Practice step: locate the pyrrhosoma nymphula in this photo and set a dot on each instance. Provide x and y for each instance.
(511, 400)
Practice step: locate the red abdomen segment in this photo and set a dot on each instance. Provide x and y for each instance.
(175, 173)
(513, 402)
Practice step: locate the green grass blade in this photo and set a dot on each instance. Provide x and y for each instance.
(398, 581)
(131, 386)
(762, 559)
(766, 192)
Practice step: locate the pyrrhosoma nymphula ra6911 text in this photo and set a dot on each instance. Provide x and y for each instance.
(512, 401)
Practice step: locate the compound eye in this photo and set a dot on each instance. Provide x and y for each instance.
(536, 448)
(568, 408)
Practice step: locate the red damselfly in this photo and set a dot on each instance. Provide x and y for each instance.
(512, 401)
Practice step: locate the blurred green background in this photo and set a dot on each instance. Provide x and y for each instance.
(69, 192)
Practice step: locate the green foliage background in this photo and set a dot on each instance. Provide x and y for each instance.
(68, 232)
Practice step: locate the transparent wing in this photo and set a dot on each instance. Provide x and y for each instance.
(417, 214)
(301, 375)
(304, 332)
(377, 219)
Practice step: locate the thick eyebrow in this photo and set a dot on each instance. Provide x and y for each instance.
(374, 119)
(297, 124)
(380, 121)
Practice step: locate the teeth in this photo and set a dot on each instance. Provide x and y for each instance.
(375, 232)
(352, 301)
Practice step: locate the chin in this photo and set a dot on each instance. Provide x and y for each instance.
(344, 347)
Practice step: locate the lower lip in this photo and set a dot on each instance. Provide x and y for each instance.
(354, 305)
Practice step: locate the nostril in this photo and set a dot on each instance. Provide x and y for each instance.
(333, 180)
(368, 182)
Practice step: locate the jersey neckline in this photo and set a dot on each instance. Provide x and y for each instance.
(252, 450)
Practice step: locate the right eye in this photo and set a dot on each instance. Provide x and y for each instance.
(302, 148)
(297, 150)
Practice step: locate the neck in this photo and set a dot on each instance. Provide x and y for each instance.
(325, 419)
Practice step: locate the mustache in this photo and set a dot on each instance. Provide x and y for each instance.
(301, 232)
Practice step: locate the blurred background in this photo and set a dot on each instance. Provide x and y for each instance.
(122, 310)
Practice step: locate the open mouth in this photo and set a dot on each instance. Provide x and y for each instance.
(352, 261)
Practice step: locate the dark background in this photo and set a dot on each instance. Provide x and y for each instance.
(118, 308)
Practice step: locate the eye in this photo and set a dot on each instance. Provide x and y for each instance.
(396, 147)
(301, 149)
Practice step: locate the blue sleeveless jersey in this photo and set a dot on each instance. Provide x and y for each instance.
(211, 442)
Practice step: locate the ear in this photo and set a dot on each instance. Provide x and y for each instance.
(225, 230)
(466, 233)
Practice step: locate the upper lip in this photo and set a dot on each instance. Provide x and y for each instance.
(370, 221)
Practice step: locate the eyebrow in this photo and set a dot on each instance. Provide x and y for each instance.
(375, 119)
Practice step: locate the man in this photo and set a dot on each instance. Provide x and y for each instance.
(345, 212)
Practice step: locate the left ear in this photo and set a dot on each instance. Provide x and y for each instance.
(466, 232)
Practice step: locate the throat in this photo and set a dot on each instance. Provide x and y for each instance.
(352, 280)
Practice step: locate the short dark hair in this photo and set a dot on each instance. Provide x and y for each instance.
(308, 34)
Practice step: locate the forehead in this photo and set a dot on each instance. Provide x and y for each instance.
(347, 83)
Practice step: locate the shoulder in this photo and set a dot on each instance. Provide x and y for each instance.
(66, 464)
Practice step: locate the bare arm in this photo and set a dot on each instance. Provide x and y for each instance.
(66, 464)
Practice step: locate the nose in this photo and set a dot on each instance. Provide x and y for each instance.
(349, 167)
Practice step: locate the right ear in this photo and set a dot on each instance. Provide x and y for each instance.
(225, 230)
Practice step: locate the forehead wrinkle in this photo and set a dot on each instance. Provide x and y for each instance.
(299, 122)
* * *
- [GOAL OF THE EXERCISE] Write out the material again, matching every line.

- [TASK RESULT]
Practice step: locate the pyrrhosoma nymphula in this photo and set a dot on each instance. Provide x and y for each instance.
(511, 400)
Practice step: locate the red abdomen segment in this photo and set a dot on each instance. Provide x and y for each instance.
(175, 173)
(513, 402)
Practice step: locate the green grass blade in this photo and set a dot on each instance. Provide x and y for each instance.
(398, 581)
(131, 386)
(762, 559)
(766, 192)
Practice step: locate the pyrrhosoma nymphula ra6911 text in this photo and set a dot on each instance. Provide x and y for each instance.
(512, 401)
Practice step: locate the compound eye in this photo and set a dot on each instance. Provide x and y for each instance.
(536, 448)
(568, 408)
Practice step: locate the red damselfly in this photo and set a dot on each instance. Provide x and y for each instance.
(512, 401)
Practice step: locate the blurred green background in this photo and set a dot on each instance. Provide x and y for each instance.
(69, 192)
Practice step: locate the green foliage background in this photo and set a dot on each instance. Provide x and y for each instance.
(68, 232)
Practice step: locate the transparent wing in this photo and set a dot on each instance. Provide x and y for each instance.
(417, 214)
(301, 375)
(304, 332)
(377, 219)
Practice step: locate the thick eyebrow in this photo and set a dot on each instance. Provide x and y for each instance.
(374, 119)
(297, 124)
(380, 121)
Practice step: locate the teeth in this photo and set a dot on each instance. Provide x and y for each instance.
(375, 232)
(352, 301)
Practice step: locate the chin in this photo and set a dot on each instance. Provide x and y for each instance.
(344, 347)
Practice step: locate the lower lip in this photo and set a dot on each instance. Provide x and y for each instance.
(354, 305)
Practice step: locate the nostril in this photo and set a dot on each instance. Provide x and y for each instance.
(333, 180)
(368, 182)
Practice step: locate the jersey neckline in this photo and set a dot on each instance. Provide x and y for each instance.
(252, 450)
Practice step: locate the right eye in this photo and set a dot on each instance. Provide x and y for each instance.
(302, 148)
(297, 150)
Practice step: locate the neck in this photo and set a dot on each instance. Provide x and y for each instance.
(325, 419)
Practice step: locate the mustache in this photo and set a dot on each instance. Provide x and y for each instance.
(301, 232)
Practice step: locate the blurred background in this photo and set a dot on each instance. Provide x and y for each instance.
(122, 310)
Practice step: locate the open mouth in this photo and set a dot on each instance. Provide x and y for each instance.
(352, 261)
Practice step: locate the dark background in this photo and set a dot on each instance. Provide x and y for each instance.
(118, 308)
Practice step: locate the eye in this photo and set a dot on each instance. Provide x and y for each instance.
(396, 147)
(301, 149)
Practice step: locate the blue sleeveless jersey in this photo and set a dot on each instance. Provide x and y for each instance.
(211, 442)
Practice step: locate the ear in this photo and set a dot on each instance. Provide x and y for each instance.
(225, 230)
(466, 233)
Practice step: locate the upper lip in this photo and set a dot on each instance. Provide x and y for each instance.
(370, 221)
Practice step: locate the eyebrow in this photo and set a dot on each instance. Provide x and y for each instance.
(375, 119)
Practice step: locate the man in this photo and set a dot on each instance. Provide x and y for each instance.
(345, 212)
Practice step: locate the left ear in this photo and set a dot on each instance. Provide x and y for each instance.
(466, 232)
Practice step: locate the throat in this photo and set a dot on each instance. Provide x and y for each instance.
(352, 280)
Practice step: locate the short dark hair in this photo and set a dot on each instance. Provide x and y for each instance.
(308, 34)
Practice step: locate the forehead in this photo and set a dot on each instance. Provide x and y for each instance.
(347, 83)
Practice step: locate the shoulder in this photo and set a dot on each instance. Provide x and y for each instance.
(66, 464)
Practice step: locate the bare arm in this photo and set a dot on each instance. Provide x and y for each instance.
(66, 464)
Practice step: locate the nose in this photo and set a dot on each instance. Provide x and y for each instance.
(349, 167)
Practice step: locate the right ear in this photo and set a dot on each instance. Provide x and y for each instance.
(225, 230)
Practice step: locate the forehead wrinkle in this photo and set a dot on each instance. Provide x and y for each instance.
(299, 122)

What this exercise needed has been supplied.